- _Objective_:
Can you set out the data below as a numbered list, from its first line up to and including the line with "column 555, row 395", leaving out any blank lines?

- _Provided records_:
--------------------------------------------------
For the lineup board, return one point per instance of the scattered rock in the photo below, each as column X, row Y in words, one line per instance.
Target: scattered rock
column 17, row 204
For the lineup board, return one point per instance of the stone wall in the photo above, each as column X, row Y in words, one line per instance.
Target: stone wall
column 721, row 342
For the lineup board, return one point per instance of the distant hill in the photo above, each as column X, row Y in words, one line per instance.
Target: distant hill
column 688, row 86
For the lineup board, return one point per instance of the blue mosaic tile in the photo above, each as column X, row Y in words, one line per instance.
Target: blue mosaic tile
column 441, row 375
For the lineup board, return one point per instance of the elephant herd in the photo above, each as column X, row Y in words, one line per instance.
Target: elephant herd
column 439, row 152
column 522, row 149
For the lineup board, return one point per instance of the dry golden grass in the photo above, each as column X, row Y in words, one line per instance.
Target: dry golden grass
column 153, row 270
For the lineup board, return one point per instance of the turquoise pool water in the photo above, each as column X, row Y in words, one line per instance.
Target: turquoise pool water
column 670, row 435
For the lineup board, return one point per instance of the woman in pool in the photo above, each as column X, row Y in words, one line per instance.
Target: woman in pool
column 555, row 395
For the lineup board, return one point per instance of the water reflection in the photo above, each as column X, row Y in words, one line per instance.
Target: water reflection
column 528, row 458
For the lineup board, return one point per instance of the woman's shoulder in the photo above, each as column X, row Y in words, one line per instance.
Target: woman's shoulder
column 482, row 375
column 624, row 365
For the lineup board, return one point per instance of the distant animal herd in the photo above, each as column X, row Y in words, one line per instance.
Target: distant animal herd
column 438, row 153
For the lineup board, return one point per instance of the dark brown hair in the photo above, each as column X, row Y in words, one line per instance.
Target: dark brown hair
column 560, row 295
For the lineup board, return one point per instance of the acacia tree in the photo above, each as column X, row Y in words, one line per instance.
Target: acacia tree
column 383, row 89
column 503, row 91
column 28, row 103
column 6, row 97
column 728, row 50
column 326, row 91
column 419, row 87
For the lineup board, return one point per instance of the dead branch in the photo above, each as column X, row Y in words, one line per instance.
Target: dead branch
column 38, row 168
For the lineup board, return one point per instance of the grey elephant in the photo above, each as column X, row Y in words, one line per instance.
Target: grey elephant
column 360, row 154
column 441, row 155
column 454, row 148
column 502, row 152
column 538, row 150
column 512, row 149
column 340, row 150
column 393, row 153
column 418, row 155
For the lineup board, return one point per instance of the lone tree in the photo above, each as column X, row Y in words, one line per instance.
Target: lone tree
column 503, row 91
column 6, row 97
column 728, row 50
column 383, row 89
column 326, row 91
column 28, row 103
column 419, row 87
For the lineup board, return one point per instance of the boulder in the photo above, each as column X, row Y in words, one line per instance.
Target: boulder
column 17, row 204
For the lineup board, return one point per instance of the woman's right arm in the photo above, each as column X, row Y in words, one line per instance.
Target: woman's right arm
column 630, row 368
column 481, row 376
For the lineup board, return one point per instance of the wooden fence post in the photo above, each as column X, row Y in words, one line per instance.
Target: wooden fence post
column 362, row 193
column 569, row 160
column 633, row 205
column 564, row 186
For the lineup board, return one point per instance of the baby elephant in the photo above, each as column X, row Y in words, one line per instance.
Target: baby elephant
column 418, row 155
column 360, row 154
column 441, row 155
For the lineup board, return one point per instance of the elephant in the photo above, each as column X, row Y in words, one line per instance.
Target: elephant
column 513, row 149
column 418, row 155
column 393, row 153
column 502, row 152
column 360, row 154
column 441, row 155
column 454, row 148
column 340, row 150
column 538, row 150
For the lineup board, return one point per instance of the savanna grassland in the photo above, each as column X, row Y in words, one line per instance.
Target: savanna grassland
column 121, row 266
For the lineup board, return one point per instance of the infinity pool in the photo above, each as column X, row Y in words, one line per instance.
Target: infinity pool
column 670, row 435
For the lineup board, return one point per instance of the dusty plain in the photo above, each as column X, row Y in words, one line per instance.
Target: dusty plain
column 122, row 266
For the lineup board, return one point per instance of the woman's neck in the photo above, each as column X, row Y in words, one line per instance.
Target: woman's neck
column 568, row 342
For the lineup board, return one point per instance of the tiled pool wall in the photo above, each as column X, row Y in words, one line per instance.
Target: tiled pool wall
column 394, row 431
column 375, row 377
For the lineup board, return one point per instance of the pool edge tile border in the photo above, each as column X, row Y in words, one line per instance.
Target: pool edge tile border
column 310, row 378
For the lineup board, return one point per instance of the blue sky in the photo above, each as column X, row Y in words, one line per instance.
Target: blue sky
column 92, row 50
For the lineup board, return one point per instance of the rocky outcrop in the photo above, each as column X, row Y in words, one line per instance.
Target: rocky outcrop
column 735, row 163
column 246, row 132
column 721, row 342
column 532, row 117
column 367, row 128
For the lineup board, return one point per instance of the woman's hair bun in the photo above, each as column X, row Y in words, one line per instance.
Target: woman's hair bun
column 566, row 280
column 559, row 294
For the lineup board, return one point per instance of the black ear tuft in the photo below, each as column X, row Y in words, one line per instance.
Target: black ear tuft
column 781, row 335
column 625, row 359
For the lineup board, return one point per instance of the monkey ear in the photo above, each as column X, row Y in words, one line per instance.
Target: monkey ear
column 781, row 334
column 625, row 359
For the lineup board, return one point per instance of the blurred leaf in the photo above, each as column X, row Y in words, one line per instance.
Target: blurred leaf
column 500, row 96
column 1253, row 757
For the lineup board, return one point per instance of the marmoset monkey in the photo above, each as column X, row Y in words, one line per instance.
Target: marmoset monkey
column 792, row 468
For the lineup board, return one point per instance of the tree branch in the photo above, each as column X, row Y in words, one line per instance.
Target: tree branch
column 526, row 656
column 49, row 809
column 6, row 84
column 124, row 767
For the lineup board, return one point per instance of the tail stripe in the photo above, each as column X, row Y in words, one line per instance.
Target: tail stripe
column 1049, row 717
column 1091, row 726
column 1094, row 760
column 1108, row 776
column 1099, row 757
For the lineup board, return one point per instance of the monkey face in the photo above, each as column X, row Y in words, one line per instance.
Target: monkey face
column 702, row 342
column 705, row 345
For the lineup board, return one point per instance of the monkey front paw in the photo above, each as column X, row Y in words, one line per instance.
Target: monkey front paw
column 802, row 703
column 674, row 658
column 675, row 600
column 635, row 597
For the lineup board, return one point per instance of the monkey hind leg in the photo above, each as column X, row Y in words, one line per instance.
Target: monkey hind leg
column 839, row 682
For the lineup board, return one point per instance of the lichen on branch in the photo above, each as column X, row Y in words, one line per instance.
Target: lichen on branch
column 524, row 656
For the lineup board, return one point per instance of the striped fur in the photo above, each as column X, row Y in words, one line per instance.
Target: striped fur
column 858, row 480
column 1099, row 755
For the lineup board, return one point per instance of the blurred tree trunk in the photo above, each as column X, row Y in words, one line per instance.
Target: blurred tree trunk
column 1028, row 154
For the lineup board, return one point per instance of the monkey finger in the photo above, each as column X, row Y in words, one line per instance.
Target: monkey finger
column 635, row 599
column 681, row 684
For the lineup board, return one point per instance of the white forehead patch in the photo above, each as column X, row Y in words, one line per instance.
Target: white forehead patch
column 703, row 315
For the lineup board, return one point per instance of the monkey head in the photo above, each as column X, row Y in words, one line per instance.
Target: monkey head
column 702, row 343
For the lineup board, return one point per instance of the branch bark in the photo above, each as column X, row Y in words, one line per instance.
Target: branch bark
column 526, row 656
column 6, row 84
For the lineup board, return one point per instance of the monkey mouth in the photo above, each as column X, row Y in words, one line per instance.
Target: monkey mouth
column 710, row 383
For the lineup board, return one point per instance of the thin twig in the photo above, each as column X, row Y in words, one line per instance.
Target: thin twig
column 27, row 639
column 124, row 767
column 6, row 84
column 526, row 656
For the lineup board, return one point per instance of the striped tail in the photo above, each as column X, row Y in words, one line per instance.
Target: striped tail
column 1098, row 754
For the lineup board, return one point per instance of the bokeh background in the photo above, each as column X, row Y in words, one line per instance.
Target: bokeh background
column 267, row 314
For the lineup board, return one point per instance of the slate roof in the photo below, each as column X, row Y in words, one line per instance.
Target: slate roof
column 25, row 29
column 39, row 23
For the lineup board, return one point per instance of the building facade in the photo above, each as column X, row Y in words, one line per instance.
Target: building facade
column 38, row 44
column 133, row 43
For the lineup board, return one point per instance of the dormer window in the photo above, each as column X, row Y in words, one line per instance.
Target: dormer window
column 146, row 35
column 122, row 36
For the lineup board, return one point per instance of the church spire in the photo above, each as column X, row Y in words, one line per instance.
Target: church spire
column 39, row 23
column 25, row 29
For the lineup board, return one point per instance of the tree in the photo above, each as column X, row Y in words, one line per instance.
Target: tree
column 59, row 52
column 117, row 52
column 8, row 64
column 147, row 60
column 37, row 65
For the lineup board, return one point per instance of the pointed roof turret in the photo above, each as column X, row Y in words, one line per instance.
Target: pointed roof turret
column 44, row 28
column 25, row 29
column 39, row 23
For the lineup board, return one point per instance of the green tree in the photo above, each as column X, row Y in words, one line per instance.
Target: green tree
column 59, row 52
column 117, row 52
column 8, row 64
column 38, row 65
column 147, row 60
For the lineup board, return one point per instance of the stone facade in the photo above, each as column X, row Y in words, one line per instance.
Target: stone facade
--------------------------------------------------
- _Written response_:
1. For the lineup board, return one point per instance of the scattered rock in the photo below, each as column X, row Y in words, one line per instance.
2. Target: scattered rock
3. column 17, row 204
4. For the lineup board, return one point per instance of the stone wall in the photo above, each as column X, row Y in words, one line per instance.
5. Target: stone wall
6. column 721, row 342
7. For the lineup board, return one point per instance of the distant hill in the photo above, each as column X, row Y in words, one line per instance.
8. Target: distant hill
9. column 688, row 86
10. For the lineup board, return one point per instance of the blue mosaic tile in the photo above, each as column X, row Y in words, one line per instance.
11. Target: blue mosaic tile
12. column 441, row 375
13. For the lineup board, return one point per instance of the elephant herd in the photo above, each as column X, row Y in words, one line per instance.
14. Target: elephant herd
15. column 439, row 152
16. column 522, row 149
17. For the lineup board, return one point per instance of the dry golden grass in the photo above, each as column X, row Y in words, one line per instance.
18. Target: dry golden grass
19. column 153, row 270
20. For the lineup board, return one point per instance of the turquoise pool water in the photo above, each as column X, row Y in words, one line per instance.
21. Target: turquoise pool water
22. column 670, row 435
23. For the lineup board, return one point per instance of the woman in pool in the photo above, each as column X, row Y in words, one line per instance.
24. Target: woman in pool
25. column 555, row 395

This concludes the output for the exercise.